→ **Assignment**: All of the entries, apart from their pictures, are to be copied verbatim.

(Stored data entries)
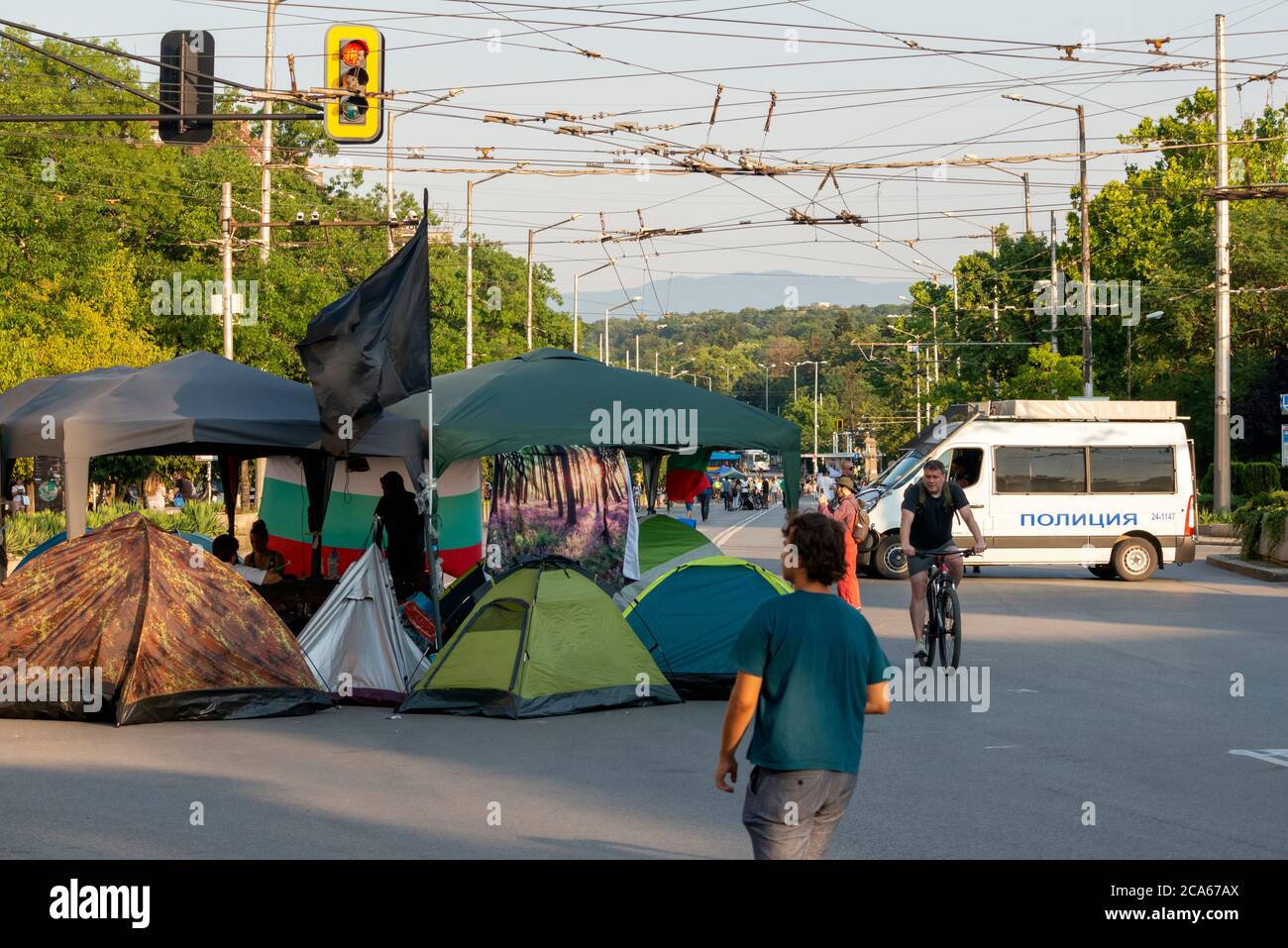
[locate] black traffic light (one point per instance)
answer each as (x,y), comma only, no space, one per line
(353,65)
(184,54)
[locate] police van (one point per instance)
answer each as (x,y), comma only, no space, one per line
(1099,483)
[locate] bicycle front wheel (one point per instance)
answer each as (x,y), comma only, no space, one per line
(949,627)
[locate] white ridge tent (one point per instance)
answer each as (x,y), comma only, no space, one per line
(357,633)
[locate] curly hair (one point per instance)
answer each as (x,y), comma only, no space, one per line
(819,544)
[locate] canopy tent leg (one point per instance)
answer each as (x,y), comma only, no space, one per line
(430,533)
(230,472)
(651,467)
(318,476)
(76,494)
(5,496)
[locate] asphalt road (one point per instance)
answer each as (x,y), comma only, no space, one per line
(1107,693)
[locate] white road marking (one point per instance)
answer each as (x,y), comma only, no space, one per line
(724,537)
(1269,755)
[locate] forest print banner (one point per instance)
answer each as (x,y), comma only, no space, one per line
(574,501)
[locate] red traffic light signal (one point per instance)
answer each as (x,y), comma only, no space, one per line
(355,53)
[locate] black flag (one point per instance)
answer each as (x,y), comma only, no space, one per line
(370,348)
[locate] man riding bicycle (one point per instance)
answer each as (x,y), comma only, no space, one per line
(926,524)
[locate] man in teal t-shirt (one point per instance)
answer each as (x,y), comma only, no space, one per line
(809,668)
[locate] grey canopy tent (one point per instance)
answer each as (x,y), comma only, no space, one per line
(197,403)
(558,397)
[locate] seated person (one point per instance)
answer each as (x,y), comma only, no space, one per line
(261,557)
(226,552)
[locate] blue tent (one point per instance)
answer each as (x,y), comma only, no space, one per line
(202,541)
(691,617)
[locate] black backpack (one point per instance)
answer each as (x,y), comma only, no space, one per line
(945,497)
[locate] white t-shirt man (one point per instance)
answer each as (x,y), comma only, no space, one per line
(825,487)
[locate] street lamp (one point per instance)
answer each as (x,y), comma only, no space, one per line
(631,301)
(469,261)
(576,288)
(696,376)
(656,352)
(815,364)
(1022,176)
(795,366)
(533,232)
(934,324)
(389,161)
(772,365)
(1085,228)
(992,233)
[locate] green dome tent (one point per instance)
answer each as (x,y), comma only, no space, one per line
(691,617)
(665,544)
(544,640)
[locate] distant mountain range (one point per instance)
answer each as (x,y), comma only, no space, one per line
(737,291)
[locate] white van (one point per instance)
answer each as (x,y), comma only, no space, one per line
(1098,483)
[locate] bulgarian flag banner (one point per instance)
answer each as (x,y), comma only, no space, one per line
(353,505)
(687,475)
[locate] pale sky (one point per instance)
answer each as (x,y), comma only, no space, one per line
(845,93)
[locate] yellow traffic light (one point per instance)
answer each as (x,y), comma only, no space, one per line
(355,63)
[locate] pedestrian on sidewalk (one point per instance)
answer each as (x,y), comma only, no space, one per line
(846,510)
(809,669)
(704,501)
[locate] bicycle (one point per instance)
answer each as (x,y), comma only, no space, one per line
(943,612)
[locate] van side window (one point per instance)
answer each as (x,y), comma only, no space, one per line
(1133,471)
(964,466)
(1039,471)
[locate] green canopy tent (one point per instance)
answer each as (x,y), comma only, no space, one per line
(544,640)
(558,397)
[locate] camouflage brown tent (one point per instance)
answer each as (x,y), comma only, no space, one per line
(165,630)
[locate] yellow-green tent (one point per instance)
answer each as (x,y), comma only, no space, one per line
(544,640)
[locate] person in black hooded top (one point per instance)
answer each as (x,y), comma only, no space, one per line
(404,526)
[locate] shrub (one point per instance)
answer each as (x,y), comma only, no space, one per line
(198,517)
(26,532)
(1260,476)
(1261,517)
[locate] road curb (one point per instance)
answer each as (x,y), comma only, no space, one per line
(1257,571)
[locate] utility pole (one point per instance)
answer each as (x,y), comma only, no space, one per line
(917,372)
(1087,389)
(1055,303)
(389,161)
(266,175)
(934,317)
(469,274)
(815,412)
(1028,206)
(767,380)
(612,309)
(226,223)
(1087,386)
(533,232)
(1222,430)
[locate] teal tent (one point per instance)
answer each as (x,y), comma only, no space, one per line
(691,617)
(558,397)
(665,544)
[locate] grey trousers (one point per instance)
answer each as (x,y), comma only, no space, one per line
(791,814)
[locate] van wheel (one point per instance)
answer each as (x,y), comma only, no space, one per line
(1134,559)
(889,561)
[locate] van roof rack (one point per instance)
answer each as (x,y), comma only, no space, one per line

→ **Solved problem**:
[locate] black traffic light (one point per instance)
answer each as (x,y), comma only, no space, one per line
(353,65)
(184,54)
[locate] police van (one point per instance)
answer each as (x,y), comma only, no space, one per line
(1099,483)
[locate] bicycle front wheel (one point per instance)
answer each as (x,y), comma only, no space, one per line
(949,627)
[locate] white ridge tent (one point per instance)
answer each as (x,y), comma only, no space, one per line
(357,633)
[locate] curly hair (one point per instance)
answer each as (x,y), comma only, no space, one per line
(819,544)
[locate] canopy tent leg (one point per instance)
answer each as (x,y), comma only, no space, one per line
(430,533)
(230,472)
(651,467)
(318,476)
(76,494)
(5,496)
[locate] asphalt road (one point per instance)
answer each as (x,y), comma only, no space, one per line
(1107,693)
[locate] white road marking (one point per instance)
answer each as (x,y), comma only, no space, one per line
(724,537)
(1269,755)
[locate] forest print banner (one point per instance)
answer each as (x,y), comma only, no space, one per line
(574,501)
[locate] red traffic light signal (one point per instance)
answer each as (x,y), comma only, no space, one per line
(355,53)
[locate] black flag (one point per instance)
answer each as (x,y), comma only, no space, one per line
(370,348)
[locate] man riding bicycle (one point per instance)
answer each as (x,y), comma only, no space, one per line
(926,524)
[locate] man in teal t-shirt (one point per instance)
answer each as (x,y), comma only, no space, one per line
(809,668)
[locate] grey canopy tent (one point per instance)
answer each as (x,y), comma only, no space, one per line
(197,403)
(558,397)
[locate] seated person (one point per instance)
answer each as (x,y), comma only, no space, one per line
(261,557)
(226,552)
[locate] blue tent (one point per instance)
answer each as (x,y), comma only, no space, one per line
(202,541)
(691,617)
[locate] black backpack (one point per instance)
answer each as (x,y), comma only, no space, one per line
(945,497)
[locate] white t-shirt man (one point per instance)
answer each as (x,y), comma only, no space, one per line
(825,487)
[locate] street lamp (one point per instance)
answer each as (x,y), comma only, no space, one per line
(631,301)
(469,261)
(576,288)
(696,376)
(656,352)
(815,364)
(1022,176)
(795,366)
(533,232)
(934,324)
(389,161)
(772,365)
(1085,228)
(992,233)
[locate] green dome tent (one point per instance)
answer each as (x,y), comma only, no space, one per line
(691,617)
(665,544)
(544,640)
[locate] distant mountain range (one point per instance)
answer each as (x,y), comma only, no space, one per line
(737,291)
[locate] white van (one point per instance)
answer each as (x,y), comma only, no space, one per line
(1098,483)
[locate] bulgarian flag banner (one point per instance)
answer each as (x,y), comma only, no space, one per line
(353,505)
(687,475)
[locate] pale sky (one point per instance)
answer each as (x,y), comma only, no space, one per line
(845,93)
[locate] yellow traffic light (one point per instance)
answer each as (x,y), comma only, no space, one per line
(355,63)
[locate] pedestrian on sidewalk (one point per instance)
answer each as (x,y), comma only, no space, one per line
(846,510)
(809,669)
(704,501)
[locate] bicycle (one point per instance)
answer each as (x,y), comma only, no space, one per line
(943,612)
[locate] van side window (one point per instance)
answer each as (x,y), comma only, no space, one per line
(1133,471)
(964,466)
(1039,471)
[locate] green canopy tent (one point per instance)
answer each as (x,y), comma only, no space, one per line
(544,640)
(558,397)
[locate] camouflage brown tent (one point per instance)
answer each as (x,y), comma only, no space, one per line
(165,630)
[locate] yellow-green tent (one point per instance)
answer each as (x,y), comma only, no space, one per line
(544,640)
[locate] person in black hooded top (one point per instance)
answer each as (x,y), comma only, no space, one per line
(404,526)
[locate] shrub (one point per instance)
answer each as (x,y), comma only, no space, one per line
(198,517)
(26,532)
(1260,476)
(1261,517)
[locate] road curb (one point per instance)
answer each as (x,y), comma only, no space, one per line
(1257,571)
[locate] utility pole (one point per instance)
answer each as (x,y), comma only, no space, one per line
(917,372)
(1087,389)
(1055,303)
(389,161)
(266,175)
(934,317)
(469,274)
(815,412)
(1028,206)
(767,380)
(612,309)
(226,223)
(1087,386)
(533,232)
(1222,430)
[locate] teal tent (one point per instance)
answer each as (x,y), comma only, no space, one per line
(691,617)
(558,397)
(665,544)
[locate] grey trousers (one point per instance)
answer each as (x,y), comma only, no space, one per line
(791,814)
[locate] van wheel (one point per instance)
answer each as (x,y), comma only, no space, one per line
(1134,559)
(889,561)
[locate] van roof rack (one point per instance)
answer each as (x,y), comma only, no space, one per line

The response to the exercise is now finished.